● **GOAL**
Convert the part of the items that opens with the line containing "where the leather" and closes with the line containing "550 645 812 737" into a JSON list of strings, one string per line and both of those lines included. Leave out any blank lines.

-- TASK INPUTS start --

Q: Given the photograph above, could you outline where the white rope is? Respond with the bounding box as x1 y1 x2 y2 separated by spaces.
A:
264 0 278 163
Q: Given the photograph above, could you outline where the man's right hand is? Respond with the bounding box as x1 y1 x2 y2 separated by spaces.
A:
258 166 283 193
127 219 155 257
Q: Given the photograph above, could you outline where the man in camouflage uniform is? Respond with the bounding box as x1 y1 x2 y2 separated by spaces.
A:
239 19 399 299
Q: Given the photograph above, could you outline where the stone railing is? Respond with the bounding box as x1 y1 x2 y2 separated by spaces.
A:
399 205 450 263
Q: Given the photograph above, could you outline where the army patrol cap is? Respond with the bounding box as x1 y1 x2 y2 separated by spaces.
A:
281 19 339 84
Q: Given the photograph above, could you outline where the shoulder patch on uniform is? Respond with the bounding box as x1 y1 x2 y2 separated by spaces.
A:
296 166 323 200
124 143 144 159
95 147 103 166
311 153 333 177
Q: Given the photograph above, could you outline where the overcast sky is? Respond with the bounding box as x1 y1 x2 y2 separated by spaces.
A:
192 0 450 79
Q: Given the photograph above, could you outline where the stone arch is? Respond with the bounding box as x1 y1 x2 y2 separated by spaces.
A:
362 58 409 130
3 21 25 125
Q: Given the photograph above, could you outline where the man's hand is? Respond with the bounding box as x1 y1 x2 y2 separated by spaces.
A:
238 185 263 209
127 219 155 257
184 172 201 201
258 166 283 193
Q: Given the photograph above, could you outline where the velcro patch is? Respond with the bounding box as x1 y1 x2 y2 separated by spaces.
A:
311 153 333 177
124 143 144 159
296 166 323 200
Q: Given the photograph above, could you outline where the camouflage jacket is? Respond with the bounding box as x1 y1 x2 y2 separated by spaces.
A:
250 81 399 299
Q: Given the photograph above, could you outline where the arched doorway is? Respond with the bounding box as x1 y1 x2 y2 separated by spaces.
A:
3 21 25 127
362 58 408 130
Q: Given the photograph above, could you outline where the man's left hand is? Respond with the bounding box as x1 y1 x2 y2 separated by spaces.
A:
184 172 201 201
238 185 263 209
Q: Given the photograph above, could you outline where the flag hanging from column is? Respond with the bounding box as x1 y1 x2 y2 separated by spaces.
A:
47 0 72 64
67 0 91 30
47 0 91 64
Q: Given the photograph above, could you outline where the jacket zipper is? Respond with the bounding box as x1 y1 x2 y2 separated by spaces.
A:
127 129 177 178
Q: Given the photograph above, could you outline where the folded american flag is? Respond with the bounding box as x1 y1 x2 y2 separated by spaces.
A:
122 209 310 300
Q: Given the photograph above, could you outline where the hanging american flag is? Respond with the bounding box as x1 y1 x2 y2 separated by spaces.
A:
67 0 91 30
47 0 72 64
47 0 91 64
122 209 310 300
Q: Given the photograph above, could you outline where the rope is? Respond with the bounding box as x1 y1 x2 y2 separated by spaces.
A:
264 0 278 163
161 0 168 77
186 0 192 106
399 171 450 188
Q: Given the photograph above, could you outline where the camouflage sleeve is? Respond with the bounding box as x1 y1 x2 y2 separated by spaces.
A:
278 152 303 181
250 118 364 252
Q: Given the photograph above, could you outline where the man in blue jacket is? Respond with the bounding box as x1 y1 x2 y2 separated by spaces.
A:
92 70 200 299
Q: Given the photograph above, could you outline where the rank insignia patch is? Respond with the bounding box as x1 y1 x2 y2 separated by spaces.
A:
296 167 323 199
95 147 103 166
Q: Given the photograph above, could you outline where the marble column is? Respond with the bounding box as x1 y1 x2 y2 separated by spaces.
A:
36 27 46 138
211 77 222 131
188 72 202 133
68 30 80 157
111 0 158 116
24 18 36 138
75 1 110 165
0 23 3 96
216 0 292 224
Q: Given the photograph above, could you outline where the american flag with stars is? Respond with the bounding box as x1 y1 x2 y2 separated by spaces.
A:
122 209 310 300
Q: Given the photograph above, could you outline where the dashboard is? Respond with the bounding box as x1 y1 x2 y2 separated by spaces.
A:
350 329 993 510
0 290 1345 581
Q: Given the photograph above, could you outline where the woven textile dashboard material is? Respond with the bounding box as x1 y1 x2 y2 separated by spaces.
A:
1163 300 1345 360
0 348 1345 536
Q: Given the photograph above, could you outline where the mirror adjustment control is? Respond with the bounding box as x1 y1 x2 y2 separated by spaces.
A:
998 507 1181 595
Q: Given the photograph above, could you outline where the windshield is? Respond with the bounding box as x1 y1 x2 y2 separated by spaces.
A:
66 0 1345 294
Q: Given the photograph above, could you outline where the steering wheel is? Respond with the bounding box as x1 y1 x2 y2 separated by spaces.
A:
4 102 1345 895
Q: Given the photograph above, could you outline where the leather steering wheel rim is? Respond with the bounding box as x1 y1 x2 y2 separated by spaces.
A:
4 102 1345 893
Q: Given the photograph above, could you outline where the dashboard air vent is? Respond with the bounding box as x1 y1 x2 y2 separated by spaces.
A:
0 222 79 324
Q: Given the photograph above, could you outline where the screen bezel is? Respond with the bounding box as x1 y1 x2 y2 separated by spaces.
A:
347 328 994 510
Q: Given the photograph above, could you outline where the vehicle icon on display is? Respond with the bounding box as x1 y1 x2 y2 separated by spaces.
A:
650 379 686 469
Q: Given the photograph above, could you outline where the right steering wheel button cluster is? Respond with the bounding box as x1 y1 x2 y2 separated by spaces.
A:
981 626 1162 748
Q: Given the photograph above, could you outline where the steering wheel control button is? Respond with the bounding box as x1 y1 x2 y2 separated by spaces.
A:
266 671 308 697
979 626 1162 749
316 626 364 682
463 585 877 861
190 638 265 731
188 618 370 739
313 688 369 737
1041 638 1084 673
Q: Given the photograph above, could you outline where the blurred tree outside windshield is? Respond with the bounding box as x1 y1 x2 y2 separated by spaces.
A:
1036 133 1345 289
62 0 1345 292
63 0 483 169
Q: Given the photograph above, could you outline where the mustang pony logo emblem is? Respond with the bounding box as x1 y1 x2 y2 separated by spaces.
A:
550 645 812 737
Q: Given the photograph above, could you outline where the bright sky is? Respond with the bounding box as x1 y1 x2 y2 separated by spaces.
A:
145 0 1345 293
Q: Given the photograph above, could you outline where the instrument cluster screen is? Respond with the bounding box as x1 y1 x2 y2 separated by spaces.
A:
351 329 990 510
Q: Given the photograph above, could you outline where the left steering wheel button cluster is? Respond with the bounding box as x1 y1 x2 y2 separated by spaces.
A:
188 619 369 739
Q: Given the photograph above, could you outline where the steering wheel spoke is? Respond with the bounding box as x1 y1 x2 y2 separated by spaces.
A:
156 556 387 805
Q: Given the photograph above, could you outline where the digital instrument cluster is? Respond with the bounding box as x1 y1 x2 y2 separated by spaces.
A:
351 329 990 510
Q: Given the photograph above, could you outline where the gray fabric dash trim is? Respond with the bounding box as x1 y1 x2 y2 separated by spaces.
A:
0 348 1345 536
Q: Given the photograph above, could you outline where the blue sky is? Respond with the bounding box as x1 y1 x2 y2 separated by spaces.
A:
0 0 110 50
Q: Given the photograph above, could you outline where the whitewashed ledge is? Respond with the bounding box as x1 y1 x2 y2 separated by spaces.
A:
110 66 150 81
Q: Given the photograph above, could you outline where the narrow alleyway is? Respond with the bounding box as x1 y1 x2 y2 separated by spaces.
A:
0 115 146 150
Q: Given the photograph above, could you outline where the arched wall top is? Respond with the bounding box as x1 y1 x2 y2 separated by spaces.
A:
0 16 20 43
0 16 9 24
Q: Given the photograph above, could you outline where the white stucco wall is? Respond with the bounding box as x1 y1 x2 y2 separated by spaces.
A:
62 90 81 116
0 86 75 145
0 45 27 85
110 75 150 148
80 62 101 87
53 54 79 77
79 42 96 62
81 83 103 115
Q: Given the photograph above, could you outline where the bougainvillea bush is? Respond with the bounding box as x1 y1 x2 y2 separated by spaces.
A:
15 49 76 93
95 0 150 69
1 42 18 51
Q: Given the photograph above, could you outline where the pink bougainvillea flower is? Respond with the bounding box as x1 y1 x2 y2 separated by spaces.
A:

-- TASK INPUTS end --

● **THE OUTPUT**
[
  "Q: Given the photograph above, could you outline where the leather steering wheel rim is? Respond with the bounding box as x1 y1 x2 y2 separated by spaces.",
  "A:",
  "4 102 1345 893",
  "Q: Given the photograph above, could you outline where the dashboard air vent is? Respond with the bounding box as x1 y1 x2 y2 separated by spaces.",
  "A:",
  "0 222 79 324",
  "Q: Given the photograph above, could you outline where the screen bezel is? Respond with the bounding box as x1 y1 x2 y2 separated by spaces.",
  "A:",
  "347 328 994 510",
  "Q: Given the photograph above, could you outline where the vehicle icon on display is? Respond with the bounding box as x1 y1 x2 y2 separated by spaces.",
  "A:",
  "650 379 686 469",
  "Q: Given the photograph above, could you outline where the right steering wheel button cluster is? Respond with the bounding box as x1 y1 x2 y2 separated by spaces.",
  "A:",
  "981 626 1162 748",
  "Q: Given the photograph above, could you outline where the steering wheel control button is? Respond with the bounding box as x1 y1 x2 y2 separated by spaces.",
  "A:",
  "266 671 308 697",
  "979 626 1162 749",
  "316 626 364 682",
  "463 585 877 861",
  "190 638 265 731",
  "188 618 370 739",
  "313 688 369 737",
  "1041 638 1084 673",
  "Q: Given the photograph above, could you outline where the blurred tree outside windshield is? Respond with the bounding box as x1 y1 x2 y2 separated by spaces.",
  "A:",
  "1036 133 1345 289",
  "62 0 1345 292",
  "63 0 483 169",
  "Q: Given the photograph above, could you outline where the mustang pony logo emblem is? Respond with the bounding box as x1 y1 x2 y2 separated by spaces.",
  "A:",
  "550 645 812 737"
]